==== Page text

All subjects had a logMAR BCVA of 0.1 or better, spherical equivalent refractive error within ±5.00 diopters, astigmatism within ±3.00 diopters, and clear media without clinically relevant cataract. 
We excluded eyes with coexisting neuro-ophthalmologic disease, uveitis, macular disease (including macular degeneration and macular edema), retinal artery or vein occlusion, retinal detachment, history of refractive or intraocular surgery, and degenerative myopia that could lead to less reliable assessment of RNFL thickness and poor quality of obtained images. 
Glaucomatous optic disc changes were defined as undermining of the cup, notching, and focal or diffuse thinning of the rim area; splinter hemorrhages; nasal shifting of the retinal vessels; and asymmetric enlargement of the cup (cup-to-disc asymmetries >0.2). A glaucomatous visual field defect using the field program (Octopus G1; Haag-Streit) was defined as three consecutive point depressions exceeding 5 dB more than the age-matched controls and at least one of three consecutive points with a depression greater than 10 dB or two consecutive points depressed greater than 10 dB and two adjacent points across the nasal horizontal meridian with a difference of greater than 5 dB. Visual field defects had to be repeatable on at least two consecutive tests. Glaucomatous eyes with visual field defects on fundus photography caused by retinal hemorrhages or exudates were excluded from the study. Glaucomatous visual field defects were evaluated by the Hodapp-Parrish-Anderson grading scale of severity of visual field defects, 12 and each enrolled subject was classified as having defects of mild to moderate stage. Glaucomatous optic neuron damage in eyes with diabetic retinopathy might have been slightly underestimated because of the potential effects of intraretinal structural changes. Average mean deviations on the test nearest the imaging date were 7.58 dB (range, −0.2 to 15.0) and 6.56 dB (range, −0.5 to 12.3) in glaucomatous eyes with and without diabetes, respectively. Of 47 eyes with simple glaucoma, 28 were classified as having mild disease and 19 as having moderate disease. Of 38 eyes with glaucoma and coexisting diabetes, 23 were classified as having mild disease and 15 as having moderate disease. 
Enrolled subjects with diabetes had mild to moderate NPDR based on the International Clinical Diabetic Retinopathy Disease Severity Scale. 13 Fluorescein angiography (TRC-50X; Topcon Instrument Corp., Tokyo, Japan) was performed in subjects with mild to moderate NPDR or maculopathy to classify the stages of retinopathy and to exclude subjects with macular edema. Two trained ophthalmologists determined, in a masked fashion, the classifications of diabetic retinopathy. Of 40 eyes with simple diabetes, 22 eyes were classified with mild NPDR and 18 with moderate NPDR. Of 38 eyes with glaucoma and coexisting diabetes, 13 eyes were classified with mild NPDR and 25 with moderate NPDR.

========
==== Information provided

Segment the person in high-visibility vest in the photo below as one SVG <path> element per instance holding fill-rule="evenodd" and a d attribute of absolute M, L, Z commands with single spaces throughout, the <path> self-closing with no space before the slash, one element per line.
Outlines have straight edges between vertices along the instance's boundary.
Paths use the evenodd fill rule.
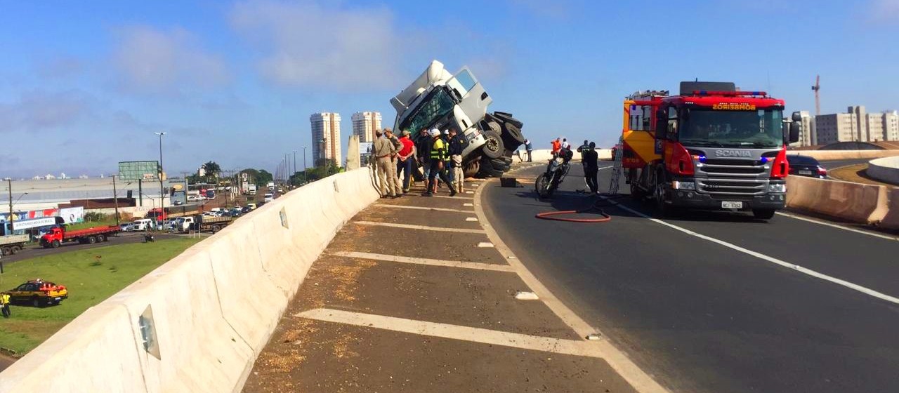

========

■ What you need to do ■
Name every sign that the study methods text counts as a glaucomatous optic disc change. The listing above comes from a separate source, not from the study methods text.

■ Task answer ■
- Undermining of the cup
- Notching
- Focal or diffuse thinning of the rim area
- Splinter hemorrhages
- Nasal shifting of the retinal vessels
- Asymmetric enlargement of the cup (cup-to-disc asymmetries >0.2)